-- Working data follows --
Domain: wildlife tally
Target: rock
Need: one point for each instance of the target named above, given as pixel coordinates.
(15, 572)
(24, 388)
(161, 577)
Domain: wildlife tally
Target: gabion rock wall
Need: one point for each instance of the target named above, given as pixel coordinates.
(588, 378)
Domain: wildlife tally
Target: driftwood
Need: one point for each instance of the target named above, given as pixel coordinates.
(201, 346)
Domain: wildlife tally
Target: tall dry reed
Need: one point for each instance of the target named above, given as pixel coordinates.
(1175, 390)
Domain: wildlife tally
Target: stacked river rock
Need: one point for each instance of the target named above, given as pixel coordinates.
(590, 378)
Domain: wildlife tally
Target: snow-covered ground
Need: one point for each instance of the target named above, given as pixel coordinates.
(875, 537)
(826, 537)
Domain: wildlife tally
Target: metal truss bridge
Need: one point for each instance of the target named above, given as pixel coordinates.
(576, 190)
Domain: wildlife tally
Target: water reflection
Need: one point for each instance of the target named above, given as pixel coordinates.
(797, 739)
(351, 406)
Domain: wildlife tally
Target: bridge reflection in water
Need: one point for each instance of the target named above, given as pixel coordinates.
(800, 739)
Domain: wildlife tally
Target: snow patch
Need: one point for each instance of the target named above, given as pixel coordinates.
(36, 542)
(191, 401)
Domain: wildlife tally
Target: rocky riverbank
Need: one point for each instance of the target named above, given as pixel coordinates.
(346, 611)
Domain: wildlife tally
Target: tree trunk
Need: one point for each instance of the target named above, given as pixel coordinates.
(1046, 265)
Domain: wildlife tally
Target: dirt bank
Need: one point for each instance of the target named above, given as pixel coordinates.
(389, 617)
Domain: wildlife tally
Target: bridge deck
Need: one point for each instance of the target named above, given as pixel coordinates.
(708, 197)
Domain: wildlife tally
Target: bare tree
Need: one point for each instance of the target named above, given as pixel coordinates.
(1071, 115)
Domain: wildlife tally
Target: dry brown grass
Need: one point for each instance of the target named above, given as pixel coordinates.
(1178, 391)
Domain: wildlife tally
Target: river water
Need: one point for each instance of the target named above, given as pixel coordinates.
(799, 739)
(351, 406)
-- Working data concluded --
Copy the material above verbatim.

*Solved problem*:
Domain: wildlife tally
Target: rock
Need: one point for each instance of the target named above, given as pixel coordinates.
(15, 572)
(24, 388)
(161, 577)
Domain: wildlife tally
Target: gabion rock wall
Need: one point for each instance of the target named above, given as pixel coordinates.
(588, 378)
Domain: wildlife tally
Target: driftwood
Need: one point for each instance of the target named above, given as pixel coordinates.
(201, 346)
Domain: wildlife tally
Target: tall dry reed
Need: one point for each instance of the target named above, given as pixel coordinates.
(1175, 390)
Domain: wildlife tally
Target: stacked river rock
Need: one point for each instance of the target named above, given as pixel coordinates.
(590, 378)
Domain: wildlife tally
Target: snow-covered ground
Need: one point for each instance of the target named above, given as pixel coordinates.
(875, 537)
(826, 537)
Domain: wildlife tally
Target: metal truss bridge
Need: one point for each instance of the target named above, given as pixel coordinates.
(576, 190)
Domain: wildlife tally
Target: water reflection
Need: one point for each instance of the target named above, given as pixel coordinates.
(797, 739)
(351, 406)
Domain: wildlife tally
Target: bridge reflection in water
Need: one point for each instance of the target named above, given as pixel coordinates.
(800, 739)
Domain: wildlife tally
Target: snow patch
Need: one point for each instance of the target named above, given as pixel coordinates.
(36, 542)
(191, 401)
Domain: wildlife tally
Target: rocky riverbank
Need: one point for each instance of the target named above, given as pixel coordinates.
(346, 611)
Domain: wildlife tally
Target: tree trunk
Need: one point for each instance of the target named above, given as pixel coordinates.
(1046, 265)
Domain: wildlife tally
Target: dirt bank
Need: one point for each instance of the target named above, given as pixel coordinates.
(389, 617)
Domain: wildlife tally
Target: bridge deck
Need: one point for each instance of the target named above, given as pixel coordinates.
(708, 197)
Domain: wildlife tally
Target: bare tree
Need: one point for each instance of the target named above, given as pixel coordinates.
(1071, 115)
Domain: wildlife tally
Target: dry brown grass
Need: one point for each instance of the target named above, given as pixel coordinates.
(1178, 391)
Domain: wildlife tally
Target: river water
Need: one point for each instance of the target named above, given as pixel coordinates.
(799, 739)
(351, 406)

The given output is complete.